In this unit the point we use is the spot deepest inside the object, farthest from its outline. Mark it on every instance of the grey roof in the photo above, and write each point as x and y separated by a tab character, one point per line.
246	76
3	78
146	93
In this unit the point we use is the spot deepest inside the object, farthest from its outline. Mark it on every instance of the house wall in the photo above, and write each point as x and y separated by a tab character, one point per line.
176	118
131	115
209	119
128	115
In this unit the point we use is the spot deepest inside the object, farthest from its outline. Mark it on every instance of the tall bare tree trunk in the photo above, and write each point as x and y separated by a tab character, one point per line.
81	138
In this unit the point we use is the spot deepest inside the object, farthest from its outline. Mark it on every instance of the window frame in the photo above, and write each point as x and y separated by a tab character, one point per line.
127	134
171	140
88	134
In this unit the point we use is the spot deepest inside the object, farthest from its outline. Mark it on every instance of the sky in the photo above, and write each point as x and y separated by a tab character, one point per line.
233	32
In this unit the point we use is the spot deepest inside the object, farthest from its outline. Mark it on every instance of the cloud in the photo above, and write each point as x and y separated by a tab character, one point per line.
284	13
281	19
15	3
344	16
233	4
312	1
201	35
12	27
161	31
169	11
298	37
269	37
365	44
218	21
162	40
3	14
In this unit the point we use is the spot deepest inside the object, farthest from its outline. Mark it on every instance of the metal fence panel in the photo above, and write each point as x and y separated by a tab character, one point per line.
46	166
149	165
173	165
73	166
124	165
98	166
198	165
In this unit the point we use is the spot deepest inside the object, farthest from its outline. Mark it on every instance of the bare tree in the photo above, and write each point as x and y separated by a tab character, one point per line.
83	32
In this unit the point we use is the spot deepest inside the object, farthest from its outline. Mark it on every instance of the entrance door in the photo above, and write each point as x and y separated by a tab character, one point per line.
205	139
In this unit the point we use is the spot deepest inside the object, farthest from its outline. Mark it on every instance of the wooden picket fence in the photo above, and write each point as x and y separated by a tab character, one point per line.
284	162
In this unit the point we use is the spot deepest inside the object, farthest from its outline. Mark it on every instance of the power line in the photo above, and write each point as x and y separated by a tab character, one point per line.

+++

Transcribe the records above exactly as they appear.

Your response »
In this unit the point we use is the spot deepest inside the object, farthest from its outline. Mark it on every instance of the grey roof in the photo above, and write each point as x and y separated by a tab character, one point per line.
246	76
3	78
146	93
In this unit the point we use is the spot deepest inside the object, farthest from its outline. Mark it on every instance of the house wall in the photo above, and write each point as x and y separated by a tab character, one point per line.
176	118
131	115
209	119
128	115
In this unit the point we use is the spot deepest inside the object, farthest from its outline. Mark it on every instance of the tall bare tree trunk in the photo above, and write each point as x and y separated by a tab character, one point per line.
81	138
In this unit the point we use is the spot deepest inside the object, farthest from its outline. Mark it on every instance of the window frame in the photo above, and write each point as x and y separated by a tab character, one point per line.
127	134
171	140
88	134
In this unit the point we use is the spot deepest inside the object, farthest from its outline. Mark it on every instance of the sky in the photo above, and write each point as x and y separated by a tab character, one point per line.
233	32
In this unit the point we use is the spot deepest inside the object, farthest from its outline. Mark it on every instance of the cloud in the photo above, and write each point as x and y separated by a tab character, one point per line.
284	13
281	19
15	3
344	16
233	4
312	1
201	35
12	27
161	31
169	11
298	37
269	37
365	44
218	21
162	40
3	14
In this unit the point we use is the spot deepest inside the object, farthest from its outline. Mark it on every instance of the metal fence panel in the photo above, and write each point as x and y separated by a tab character, one point per line.
46	166
149	165
173	165
73	166
124	165
98	166
198	165
In this unit the point we use is the spot deepest inside the object, farthest from its outline. Mark it on every instance of the bare tree in the photo above, and write each point as x and y separated by a tab character, one point per line.
83	32
In this unit the point we use is the spot deepest inside the object, farthest from its outline. Mark it on every instance of the entrance door in the photo above, and write each point as x and y separated by a tab character, one point per line.
205	139
In this unit the point we use is the spot deepest inside the object, farthest from its outline. Mark it on every instance of the wooden picket fence in the photo above, and write each point as x and y separated by a tab character, one point per line.
284	162
In this unit the point we use is the spot deepest inside the object, farthest from its outline. Mark it on every instance of the power line in the photo above, and write each point as x and y separated by a tab character, one point per line.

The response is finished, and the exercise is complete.